■ The tasks
a. In the LM317 thread, what power does KeithRB calculate for the 50 ohm resistor?
b. Rewrite the LM317 thread from "I can't understand" through "accept thank-you notes...)", swapping "GND" for "ground".
c. Translate this sentence from the LM317 thread into Spanish: "You can safely increase the resistance by 10 or even 100 times to minimize the power dissipation."

== Page excerpt

I have set up a LM317 to output 13.7v. From the output to adjust I have used a 5ohm resistor and then my R2 which is from the R1 to ground I have used a 50ohm resistor. When I put a 16v power supply on the 50ohm resistor gets smoking hot!!! Like I can even smell it! Why is this?

KeithRB

Use ohms law to calculate the dissipation. The current through them is 16.7/55 = 300 mA. The power in the 50 ohm resistor is .3*.3*50 = 4.6 W.

You can safely increase the resistance by 10 or even 100 times to minimize the power dissipation.

calvingloster


Use ohms law to calculate the dissipation. The current through them is 16.7/55 = 300 mA. The power in the 50 ohm resistor is .3*.3*50 = 4.6 W.

You can safely increase the resistance by 10 or even 100 times to minimize the power dissipation.


If I increase the resistance the power dissipation barely decreases. If I use a 100ohm for R1 and a 1000ohm for R2 I get 12W of heat dissipation off R2!!!!!!!!

I can't understand this? Why do they say u can use the LM317 as a voltage regulator. It's ridiculous

fungus

So... you've got 55 Ohms between 13.7v and GND.

a) Can you calculate the current that's going to flow through the resistors?

b) Using the answer from (a), how much power will each resistor dissipate? (volts * amps)

c) Do the answers from (b) seem reasonable?


No, I don't answer questions sent in private messages (but I do accept thank-you notes...)

calvingloster


So... you've got 55 Ohms between 13.7v and GND.

a) Can you calculate the current that's going to flow through the resistors?

b) Using the answer from (a), how much power will each resistor dissipate? (volts * amps)

c) Do the answers from (b) seem reasonable?





A) yes I can 250mA
B) R1 will dissipate 1.25W. R2 will dissipate 12.5W
C) No 12.5W does not seam reasonable for a 1/8W resistor

However if I increase R1 to 100ohms and R2 to 1000ohms then:

A) 0.0125A
B)R1 will dissipate 1.25W and R2 will dissipate 12.5W
C) oh look it's exactly the same BUT the R2 doesn't get hot at all unlike the first case where they burn up

123Splat


calvingloster


E/R= I
I*I*R=P, not I*R*R



Can you please talk in words and not letters? I don't know what you trying to say?

====
== Dataset excerpts

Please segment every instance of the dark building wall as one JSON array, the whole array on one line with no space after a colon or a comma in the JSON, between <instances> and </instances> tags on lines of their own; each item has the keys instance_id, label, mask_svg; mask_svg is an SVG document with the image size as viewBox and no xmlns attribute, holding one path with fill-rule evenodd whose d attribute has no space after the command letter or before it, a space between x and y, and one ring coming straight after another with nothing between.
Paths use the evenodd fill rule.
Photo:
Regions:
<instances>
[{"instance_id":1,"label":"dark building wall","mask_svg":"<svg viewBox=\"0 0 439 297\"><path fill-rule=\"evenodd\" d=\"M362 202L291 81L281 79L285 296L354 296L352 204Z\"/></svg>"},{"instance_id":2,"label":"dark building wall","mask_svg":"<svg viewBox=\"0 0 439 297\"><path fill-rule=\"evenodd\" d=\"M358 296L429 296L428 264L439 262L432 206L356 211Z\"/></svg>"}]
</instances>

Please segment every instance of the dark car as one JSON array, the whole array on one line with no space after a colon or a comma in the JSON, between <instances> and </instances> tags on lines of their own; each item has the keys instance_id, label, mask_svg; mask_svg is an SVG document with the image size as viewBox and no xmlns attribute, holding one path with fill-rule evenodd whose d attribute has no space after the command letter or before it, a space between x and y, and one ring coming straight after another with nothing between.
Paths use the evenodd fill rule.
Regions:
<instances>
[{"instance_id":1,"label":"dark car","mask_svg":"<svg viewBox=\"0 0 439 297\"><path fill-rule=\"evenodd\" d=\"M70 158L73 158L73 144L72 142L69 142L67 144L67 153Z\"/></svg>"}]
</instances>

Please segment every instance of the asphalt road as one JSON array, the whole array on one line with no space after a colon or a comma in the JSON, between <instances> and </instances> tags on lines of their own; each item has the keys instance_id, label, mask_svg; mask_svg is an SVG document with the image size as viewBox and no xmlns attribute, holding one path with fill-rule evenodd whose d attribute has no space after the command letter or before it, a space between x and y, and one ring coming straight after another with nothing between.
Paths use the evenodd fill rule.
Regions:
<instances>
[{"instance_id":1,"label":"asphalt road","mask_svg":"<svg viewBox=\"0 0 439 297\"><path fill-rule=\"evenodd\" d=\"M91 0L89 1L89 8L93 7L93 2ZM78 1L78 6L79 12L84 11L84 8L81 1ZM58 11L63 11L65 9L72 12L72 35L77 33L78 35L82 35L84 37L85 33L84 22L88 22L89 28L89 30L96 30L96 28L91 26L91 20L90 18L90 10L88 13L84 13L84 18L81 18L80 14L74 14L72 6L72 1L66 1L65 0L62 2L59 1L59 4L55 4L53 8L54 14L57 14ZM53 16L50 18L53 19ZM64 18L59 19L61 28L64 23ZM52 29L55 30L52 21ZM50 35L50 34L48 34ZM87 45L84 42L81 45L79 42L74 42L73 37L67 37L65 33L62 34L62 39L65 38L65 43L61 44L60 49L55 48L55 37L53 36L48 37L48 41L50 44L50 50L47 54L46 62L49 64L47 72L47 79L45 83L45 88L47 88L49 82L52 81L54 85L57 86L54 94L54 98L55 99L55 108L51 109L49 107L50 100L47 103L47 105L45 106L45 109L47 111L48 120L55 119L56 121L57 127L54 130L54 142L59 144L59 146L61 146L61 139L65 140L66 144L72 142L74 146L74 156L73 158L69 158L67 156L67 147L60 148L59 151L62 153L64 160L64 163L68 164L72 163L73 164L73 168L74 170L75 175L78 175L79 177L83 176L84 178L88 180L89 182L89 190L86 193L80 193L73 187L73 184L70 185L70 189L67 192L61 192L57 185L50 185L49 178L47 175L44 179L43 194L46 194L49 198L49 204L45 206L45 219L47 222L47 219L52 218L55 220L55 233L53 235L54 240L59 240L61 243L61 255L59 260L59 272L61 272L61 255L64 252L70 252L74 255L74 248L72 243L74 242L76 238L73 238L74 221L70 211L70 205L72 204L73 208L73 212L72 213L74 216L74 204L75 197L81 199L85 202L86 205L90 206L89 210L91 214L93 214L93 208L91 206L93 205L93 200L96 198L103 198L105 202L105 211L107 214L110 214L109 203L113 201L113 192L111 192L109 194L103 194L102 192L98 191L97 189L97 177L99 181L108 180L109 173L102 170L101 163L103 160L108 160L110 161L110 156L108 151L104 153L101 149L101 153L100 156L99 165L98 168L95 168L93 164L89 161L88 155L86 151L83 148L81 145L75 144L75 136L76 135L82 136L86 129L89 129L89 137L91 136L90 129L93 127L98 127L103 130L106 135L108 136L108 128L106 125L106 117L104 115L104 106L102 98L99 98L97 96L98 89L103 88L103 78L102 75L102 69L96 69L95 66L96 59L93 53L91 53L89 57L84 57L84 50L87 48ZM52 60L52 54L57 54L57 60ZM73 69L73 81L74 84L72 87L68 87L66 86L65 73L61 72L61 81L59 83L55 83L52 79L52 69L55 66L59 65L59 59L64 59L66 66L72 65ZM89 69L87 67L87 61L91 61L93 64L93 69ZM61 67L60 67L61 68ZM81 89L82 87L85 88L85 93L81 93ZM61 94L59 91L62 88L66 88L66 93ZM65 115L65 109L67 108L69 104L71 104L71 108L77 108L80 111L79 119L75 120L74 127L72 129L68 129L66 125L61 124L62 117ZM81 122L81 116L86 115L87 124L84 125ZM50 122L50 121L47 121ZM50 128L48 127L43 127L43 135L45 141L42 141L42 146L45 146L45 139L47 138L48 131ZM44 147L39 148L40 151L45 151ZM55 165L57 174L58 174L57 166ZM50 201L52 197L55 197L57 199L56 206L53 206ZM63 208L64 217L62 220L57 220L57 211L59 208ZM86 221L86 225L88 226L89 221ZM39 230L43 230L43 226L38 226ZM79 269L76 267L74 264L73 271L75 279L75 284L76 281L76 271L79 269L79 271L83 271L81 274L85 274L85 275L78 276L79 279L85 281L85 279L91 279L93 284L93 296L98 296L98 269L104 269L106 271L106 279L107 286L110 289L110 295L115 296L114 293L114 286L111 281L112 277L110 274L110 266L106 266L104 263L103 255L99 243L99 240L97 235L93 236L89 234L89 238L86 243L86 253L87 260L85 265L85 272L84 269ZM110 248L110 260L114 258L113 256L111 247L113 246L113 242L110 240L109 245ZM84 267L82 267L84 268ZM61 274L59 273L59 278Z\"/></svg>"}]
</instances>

====
== Dataset excerpts

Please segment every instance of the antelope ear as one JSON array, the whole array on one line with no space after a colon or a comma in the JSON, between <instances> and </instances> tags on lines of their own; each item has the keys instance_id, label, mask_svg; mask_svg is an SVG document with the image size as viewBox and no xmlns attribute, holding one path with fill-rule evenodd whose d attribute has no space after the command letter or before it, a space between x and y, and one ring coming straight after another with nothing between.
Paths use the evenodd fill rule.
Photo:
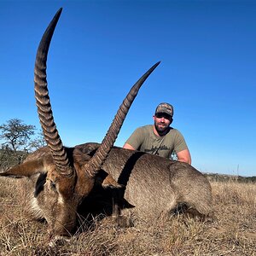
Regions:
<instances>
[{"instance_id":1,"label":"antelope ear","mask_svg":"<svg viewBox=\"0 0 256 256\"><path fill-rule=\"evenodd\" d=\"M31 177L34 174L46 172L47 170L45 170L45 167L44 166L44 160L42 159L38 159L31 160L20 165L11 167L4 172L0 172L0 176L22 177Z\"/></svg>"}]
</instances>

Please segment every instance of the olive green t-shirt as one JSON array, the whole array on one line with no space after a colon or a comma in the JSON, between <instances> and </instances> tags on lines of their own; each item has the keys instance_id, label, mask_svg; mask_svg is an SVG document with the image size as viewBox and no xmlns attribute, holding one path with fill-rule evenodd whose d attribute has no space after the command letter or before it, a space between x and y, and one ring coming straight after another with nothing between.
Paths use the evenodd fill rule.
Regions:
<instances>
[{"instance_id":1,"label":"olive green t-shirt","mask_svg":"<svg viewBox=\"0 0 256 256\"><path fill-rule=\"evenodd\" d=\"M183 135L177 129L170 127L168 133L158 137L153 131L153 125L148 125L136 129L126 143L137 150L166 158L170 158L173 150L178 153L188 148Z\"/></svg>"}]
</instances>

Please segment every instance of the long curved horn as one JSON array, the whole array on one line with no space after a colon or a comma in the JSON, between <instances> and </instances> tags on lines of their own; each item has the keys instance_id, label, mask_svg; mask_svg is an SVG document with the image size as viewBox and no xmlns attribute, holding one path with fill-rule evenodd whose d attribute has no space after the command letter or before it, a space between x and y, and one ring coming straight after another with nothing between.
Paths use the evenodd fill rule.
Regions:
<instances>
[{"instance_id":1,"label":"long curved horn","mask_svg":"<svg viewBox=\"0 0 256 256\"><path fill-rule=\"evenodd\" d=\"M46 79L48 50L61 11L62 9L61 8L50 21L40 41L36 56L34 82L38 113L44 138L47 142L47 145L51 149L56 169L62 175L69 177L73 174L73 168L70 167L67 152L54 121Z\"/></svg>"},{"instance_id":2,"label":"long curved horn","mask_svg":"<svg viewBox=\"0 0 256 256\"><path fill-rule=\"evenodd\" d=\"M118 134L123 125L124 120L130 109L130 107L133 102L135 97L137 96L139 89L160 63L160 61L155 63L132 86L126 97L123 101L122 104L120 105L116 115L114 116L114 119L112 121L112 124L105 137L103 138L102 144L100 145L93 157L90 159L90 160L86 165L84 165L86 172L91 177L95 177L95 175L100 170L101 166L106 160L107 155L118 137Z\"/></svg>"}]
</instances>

====

■ Exercise answers
a. 4.6 W

b.
I can't understand this? Why do they say u can use the LM317 as a voltage regulator. It's ridiculous

fungus

So... you've got 55 Ohms between 13.7v and ground.

a) Can you calculate the current that's going to flow through the resistors?

b) Using the answer from (a), how much power will each resistor dissipate? (volts * amps)

c) Do the answers from (b) seem reasonable?


No, I don't answer questions sent in private messages (but I do accept thank-you notes...)

c. Puede aumentar la resistencia de forma segura 10 o incluso 100 veces para minimizar la disipación de potencia.